**ASSIGNED TASK**
Would you restate, exactly as they appear, the lines from the one containing "tagged: australian flag" through the end of the data below?

**DATA RECORDS**
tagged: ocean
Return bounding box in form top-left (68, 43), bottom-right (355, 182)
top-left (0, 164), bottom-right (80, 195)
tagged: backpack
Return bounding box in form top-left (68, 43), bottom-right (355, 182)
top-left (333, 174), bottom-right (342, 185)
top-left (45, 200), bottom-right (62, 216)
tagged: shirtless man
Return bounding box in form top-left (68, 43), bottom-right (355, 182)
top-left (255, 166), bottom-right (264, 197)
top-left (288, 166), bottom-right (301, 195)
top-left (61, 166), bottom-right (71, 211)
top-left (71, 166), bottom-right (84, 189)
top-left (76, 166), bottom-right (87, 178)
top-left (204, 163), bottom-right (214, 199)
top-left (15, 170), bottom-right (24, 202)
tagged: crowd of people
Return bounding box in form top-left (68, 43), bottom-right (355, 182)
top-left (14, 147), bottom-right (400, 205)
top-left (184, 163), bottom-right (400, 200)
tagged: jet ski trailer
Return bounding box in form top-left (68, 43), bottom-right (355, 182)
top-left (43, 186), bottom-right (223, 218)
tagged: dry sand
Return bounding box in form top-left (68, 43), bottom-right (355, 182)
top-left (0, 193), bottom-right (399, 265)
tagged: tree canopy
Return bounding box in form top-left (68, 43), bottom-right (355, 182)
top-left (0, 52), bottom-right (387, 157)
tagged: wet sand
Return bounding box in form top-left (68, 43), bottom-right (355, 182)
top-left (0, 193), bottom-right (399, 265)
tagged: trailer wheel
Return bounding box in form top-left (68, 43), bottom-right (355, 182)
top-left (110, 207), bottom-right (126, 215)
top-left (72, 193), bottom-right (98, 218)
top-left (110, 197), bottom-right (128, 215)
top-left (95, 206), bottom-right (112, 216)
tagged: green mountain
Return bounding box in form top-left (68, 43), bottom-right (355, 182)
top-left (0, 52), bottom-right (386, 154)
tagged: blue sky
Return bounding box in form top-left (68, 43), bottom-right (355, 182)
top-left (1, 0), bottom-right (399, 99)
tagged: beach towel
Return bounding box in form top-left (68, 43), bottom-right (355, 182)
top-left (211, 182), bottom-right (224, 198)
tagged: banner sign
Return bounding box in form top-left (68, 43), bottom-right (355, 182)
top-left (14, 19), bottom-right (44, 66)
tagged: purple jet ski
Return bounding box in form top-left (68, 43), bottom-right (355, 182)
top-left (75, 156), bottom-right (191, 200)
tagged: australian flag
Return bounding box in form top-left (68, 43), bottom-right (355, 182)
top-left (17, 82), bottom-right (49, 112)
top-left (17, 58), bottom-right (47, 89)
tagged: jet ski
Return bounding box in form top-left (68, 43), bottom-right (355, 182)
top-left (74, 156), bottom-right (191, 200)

**COMPLETED EXERCISE**
tagged: australian flag
Return bounding box in form top-left (68, 43), bottom-right (355, 182)
top-left (17, 82), bottom-right (49, 112)
top-left (17, 58), bottom-right (47, 89)
tagged: jet ski
Return bounding box in form top-left (68, 43), bottom-right (355, 182)
top-left (74, 156), bottom-right (191, 200)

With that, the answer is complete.